=== Job 1 ===
Please reproduce the entries from the line containing "point: distant hillside" through the line containing "column 774, row 333", keeping every character unchanged.

=== Document excerpt ===
------------------------------------------------------------------------

The power generated at generating stations is to be transmitted immediately as there is no provision to store. The transmission network is used to transfer the power. The market model mainly concentrates on controlling the amount of power to be transacted at a particular interval. If the number of participants competes to transact the power, the transmission network is to be shared. The congestion is unavoidable in such circumstances. In bilateral transactions, there should be control over the flow of power in the line. If the power flow is not controllable, the cost of unit energy which they intended to transact will be affected [15].

The transmission line congestion will be obstructing the power transfer which will indirectly affect price of the generating companies [16]. There should be disciplined transactions in the network to eliminate the effect of the congestion on market price. Individually, controlling the power flow is not possible in the deregulated network. There is definitely a need for an ISO to accept bids and settle them based on the transacted power for the particular period of time. The ISO is also responsible for dispatching power from generation to the load in an economic manner based on the bids. The generating companies and load centers will be submitting the bids to the ISO, and ISO decides the price of the energy by taking congestion into account.

2.5 Congestion Management Using D-Fact

The D-Facts act as an impedance controller of the transmission line. The D-Facts are less costly than traditional FACTS controllers. The control of the D-Fact devices is included in the voltage control loop of the power flow solution. The reactance compensated by D-Facts will increase the line power handling capability. If the controller of D-Fact is made to act during congestion, the congestion can be relieved and congestion cost can be eliminated.

2.6 Limitations

The analysis is limited to study the congestion effect on LMP-based profit calculations at both buyer and seller. The cost of ancillary services is not included in the calculation of profit.

3 Results and Discussion

The test systems considered for the analysis are simulated using power world simulator. The generators are considered as sellers, and load is considered as buyers throughout the paper. A three-bus system consisting of two generators at bus 1 and bus 2, and one load at bus 3 is considered for analysis to study the effect of congestion on LMP. Initially, OPF is done on the three-bus system. Bus 1 and bus 2 are identified as sellers. The profit of generator (seller) at bus 1 is monitored by increasing the load at bus 2, and the following conclusions are drawn which are shown in Table 1.

------------------------------------------------------------------------

=== Job 2 ===
Answer these questions from the excerpt on transmission congestion:
(a) What tool is used to simulate the test systems?
(b) Which cost is left out of the profit calculation?
(c) Who submits bids to the ISO?

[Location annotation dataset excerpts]

------------------------------------------------------------------------

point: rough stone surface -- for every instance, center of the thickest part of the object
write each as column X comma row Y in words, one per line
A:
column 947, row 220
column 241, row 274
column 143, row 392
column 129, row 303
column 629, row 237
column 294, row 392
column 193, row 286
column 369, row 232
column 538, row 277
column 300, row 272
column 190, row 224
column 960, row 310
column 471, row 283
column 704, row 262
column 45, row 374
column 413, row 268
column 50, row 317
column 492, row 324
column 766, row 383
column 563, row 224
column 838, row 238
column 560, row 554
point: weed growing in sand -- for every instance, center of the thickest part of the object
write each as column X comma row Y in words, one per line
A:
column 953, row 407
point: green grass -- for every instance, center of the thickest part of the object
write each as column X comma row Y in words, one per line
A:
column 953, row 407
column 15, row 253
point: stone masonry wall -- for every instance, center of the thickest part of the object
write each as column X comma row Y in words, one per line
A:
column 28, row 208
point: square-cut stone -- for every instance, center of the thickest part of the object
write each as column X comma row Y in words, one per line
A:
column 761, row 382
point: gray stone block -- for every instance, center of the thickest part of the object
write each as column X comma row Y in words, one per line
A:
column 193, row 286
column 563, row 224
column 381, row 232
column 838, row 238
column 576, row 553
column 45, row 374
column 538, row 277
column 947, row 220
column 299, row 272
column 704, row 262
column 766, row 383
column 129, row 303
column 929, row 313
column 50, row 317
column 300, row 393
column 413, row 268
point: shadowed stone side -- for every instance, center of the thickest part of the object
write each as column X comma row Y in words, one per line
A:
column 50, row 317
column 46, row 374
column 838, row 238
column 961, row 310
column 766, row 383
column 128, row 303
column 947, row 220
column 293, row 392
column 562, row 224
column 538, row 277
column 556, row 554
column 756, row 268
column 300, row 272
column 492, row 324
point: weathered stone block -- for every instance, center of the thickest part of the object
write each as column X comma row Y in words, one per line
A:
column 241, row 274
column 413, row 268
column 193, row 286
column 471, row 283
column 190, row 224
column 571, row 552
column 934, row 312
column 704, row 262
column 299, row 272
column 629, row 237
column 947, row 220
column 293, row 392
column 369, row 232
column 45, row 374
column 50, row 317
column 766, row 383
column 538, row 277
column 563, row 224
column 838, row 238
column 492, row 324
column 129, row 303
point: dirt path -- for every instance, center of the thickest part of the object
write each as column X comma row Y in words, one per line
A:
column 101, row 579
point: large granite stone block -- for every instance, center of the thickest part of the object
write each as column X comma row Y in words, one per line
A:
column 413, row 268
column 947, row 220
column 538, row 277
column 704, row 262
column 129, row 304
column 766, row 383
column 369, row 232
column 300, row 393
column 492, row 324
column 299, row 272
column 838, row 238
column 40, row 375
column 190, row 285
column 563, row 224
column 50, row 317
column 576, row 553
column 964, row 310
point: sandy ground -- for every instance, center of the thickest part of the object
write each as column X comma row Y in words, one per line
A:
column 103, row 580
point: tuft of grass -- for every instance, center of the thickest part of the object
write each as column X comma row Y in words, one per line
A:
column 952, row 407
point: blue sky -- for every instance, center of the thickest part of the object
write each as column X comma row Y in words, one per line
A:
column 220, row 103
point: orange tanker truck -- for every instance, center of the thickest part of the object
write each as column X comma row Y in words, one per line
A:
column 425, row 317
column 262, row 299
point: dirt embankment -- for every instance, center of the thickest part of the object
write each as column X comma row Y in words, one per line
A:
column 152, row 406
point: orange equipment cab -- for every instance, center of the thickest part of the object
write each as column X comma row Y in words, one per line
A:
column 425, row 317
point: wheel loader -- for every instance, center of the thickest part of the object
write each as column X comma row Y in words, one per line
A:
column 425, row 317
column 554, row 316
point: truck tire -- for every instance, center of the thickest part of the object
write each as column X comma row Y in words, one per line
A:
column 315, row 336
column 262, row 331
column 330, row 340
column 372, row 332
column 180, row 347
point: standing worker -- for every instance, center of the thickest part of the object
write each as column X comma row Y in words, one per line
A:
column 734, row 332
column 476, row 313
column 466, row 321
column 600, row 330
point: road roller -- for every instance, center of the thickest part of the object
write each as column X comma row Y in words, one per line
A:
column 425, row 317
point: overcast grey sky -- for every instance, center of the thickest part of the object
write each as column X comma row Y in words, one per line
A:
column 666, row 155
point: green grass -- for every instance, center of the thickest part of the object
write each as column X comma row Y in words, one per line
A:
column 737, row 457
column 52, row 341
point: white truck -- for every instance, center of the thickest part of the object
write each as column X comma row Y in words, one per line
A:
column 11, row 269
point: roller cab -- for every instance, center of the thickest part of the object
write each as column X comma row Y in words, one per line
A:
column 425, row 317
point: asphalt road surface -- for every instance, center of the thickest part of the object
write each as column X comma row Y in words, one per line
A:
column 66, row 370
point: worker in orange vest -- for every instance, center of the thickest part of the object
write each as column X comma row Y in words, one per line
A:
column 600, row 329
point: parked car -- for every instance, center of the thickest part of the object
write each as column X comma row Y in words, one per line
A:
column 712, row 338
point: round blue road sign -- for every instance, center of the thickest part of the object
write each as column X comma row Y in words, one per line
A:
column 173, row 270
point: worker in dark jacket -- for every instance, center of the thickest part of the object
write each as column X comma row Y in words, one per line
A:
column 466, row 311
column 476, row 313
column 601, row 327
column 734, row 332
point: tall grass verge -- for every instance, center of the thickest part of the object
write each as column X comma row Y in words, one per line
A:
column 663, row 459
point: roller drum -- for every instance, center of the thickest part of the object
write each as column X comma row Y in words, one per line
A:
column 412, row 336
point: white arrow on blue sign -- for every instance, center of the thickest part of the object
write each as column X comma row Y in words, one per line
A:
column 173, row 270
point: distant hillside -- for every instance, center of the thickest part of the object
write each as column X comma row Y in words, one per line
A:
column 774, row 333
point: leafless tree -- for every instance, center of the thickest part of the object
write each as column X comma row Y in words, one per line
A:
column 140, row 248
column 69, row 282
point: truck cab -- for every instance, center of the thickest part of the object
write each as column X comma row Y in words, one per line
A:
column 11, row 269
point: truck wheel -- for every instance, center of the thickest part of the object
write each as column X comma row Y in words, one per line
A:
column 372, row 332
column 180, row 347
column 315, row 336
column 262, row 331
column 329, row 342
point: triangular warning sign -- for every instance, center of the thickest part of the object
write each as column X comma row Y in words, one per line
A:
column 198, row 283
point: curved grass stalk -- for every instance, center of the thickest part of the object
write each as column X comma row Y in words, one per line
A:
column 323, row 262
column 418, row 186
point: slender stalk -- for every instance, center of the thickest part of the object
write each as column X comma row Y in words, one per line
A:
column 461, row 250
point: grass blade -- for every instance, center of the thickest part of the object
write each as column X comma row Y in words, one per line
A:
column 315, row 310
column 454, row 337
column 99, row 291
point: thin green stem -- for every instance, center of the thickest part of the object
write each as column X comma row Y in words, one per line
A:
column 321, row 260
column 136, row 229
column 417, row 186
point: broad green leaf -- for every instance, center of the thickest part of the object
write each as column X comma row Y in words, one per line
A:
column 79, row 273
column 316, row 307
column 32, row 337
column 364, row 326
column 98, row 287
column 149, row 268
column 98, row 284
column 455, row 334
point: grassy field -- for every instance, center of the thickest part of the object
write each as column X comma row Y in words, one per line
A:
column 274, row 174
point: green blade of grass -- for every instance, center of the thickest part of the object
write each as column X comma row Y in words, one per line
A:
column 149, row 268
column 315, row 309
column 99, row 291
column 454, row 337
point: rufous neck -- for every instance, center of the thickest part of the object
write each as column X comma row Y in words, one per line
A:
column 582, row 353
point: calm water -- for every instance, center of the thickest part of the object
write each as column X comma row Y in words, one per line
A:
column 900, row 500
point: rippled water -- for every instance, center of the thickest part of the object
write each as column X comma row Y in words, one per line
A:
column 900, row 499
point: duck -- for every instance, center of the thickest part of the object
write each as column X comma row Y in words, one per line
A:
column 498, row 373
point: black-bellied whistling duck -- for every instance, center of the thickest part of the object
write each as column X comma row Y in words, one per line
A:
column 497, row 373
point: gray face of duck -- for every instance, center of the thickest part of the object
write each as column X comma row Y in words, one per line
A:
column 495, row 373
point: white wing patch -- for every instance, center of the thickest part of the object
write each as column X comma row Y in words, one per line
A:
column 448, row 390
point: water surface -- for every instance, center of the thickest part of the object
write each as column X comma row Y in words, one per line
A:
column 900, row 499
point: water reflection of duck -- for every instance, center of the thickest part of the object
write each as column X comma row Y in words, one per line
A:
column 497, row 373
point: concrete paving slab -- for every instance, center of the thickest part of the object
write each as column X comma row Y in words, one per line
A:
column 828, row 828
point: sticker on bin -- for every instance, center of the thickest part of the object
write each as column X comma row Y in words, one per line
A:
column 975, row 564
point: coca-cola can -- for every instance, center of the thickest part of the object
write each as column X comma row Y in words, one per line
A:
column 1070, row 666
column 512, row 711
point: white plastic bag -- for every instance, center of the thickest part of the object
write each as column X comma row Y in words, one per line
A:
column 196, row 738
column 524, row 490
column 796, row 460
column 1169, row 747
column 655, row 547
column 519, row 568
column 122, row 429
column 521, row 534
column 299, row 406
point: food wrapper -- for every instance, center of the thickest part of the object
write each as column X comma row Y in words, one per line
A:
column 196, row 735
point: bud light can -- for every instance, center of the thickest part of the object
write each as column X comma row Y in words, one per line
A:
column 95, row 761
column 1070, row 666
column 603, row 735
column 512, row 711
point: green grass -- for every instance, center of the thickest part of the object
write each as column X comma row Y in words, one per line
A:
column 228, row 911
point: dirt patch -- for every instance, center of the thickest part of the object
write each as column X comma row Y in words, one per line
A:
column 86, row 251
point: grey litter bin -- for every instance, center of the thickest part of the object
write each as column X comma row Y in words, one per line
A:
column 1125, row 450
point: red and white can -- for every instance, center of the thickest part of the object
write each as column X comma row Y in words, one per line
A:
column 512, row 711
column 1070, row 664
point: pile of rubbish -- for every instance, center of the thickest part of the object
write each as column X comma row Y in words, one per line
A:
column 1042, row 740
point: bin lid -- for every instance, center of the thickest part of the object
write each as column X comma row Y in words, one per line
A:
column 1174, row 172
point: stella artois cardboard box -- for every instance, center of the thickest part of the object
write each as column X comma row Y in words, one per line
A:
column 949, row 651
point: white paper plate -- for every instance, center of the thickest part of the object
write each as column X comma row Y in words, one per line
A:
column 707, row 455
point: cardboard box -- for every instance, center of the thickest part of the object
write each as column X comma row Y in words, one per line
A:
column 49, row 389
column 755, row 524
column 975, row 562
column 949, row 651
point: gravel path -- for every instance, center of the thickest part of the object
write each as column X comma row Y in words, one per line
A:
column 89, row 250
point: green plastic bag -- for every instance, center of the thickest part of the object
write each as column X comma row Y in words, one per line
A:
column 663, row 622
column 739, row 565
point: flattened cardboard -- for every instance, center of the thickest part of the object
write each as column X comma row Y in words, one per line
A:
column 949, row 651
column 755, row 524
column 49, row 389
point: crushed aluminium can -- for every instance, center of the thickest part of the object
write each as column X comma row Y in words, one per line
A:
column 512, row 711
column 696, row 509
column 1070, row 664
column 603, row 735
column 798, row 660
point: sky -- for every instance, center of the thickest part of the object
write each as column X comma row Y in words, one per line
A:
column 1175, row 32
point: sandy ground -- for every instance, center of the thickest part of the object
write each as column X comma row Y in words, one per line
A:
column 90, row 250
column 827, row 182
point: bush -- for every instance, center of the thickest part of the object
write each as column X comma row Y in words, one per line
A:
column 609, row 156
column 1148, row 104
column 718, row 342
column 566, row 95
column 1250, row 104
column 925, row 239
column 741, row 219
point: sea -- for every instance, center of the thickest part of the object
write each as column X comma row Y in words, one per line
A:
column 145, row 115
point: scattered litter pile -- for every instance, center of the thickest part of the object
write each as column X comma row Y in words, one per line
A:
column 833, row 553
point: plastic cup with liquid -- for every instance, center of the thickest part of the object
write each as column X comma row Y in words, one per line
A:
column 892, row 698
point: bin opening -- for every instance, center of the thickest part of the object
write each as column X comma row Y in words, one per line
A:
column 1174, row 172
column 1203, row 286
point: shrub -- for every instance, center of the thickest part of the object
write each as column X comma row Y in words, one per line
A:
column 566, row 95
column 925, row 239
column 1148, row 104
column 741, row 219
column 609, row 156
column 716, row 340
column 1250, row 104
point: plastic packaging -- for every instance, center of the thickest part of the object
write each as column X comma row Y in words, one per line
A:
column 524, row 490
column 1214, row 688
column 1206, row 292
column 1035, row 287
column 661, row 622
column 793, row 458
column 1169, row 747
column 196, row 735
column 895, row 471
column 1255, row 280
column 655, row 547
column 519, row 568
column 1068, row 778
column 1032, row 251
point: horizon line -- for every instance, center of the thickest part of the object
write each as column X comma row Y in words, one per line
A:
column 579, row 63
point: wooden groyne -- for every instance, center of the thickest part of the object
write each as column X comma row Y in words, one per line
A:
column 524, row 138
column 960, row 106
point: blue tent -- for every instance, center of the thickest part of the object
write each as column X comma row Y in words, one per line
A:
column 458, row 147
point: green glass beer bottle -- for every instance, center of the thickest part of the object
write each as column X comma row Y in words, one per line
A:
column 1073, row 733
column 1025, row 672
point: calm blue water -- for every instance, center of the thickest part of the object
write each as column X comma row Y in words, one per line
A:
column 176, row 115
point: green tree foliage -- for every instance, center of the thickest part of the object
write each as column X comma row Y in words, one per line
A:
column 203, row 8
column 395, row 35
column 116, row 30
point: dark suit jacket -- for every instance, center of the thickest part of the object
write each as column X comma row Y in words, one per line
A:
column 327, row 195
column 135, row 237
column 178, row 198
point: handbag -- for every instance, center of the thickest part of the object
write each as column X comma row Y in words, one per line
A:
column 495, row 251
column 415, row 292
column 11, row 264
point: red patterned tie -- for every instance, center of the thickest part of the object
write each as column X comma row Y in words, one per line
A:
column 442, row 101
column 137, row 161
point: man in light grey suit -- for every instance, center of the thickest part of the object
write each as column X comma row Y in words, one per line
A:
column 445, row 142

------------------------------------------------------------------------

=== Correct output 1 ===
point: distant hillside -- for every instance, center of the thickest part of the object
write each as column X comma row Y in words, one per line
A:
column 774, row 333

=== Correct output 2 ===
(a) Power world simulator.
(b) The cost of ancillary services.
(c) The generating companies and load centers.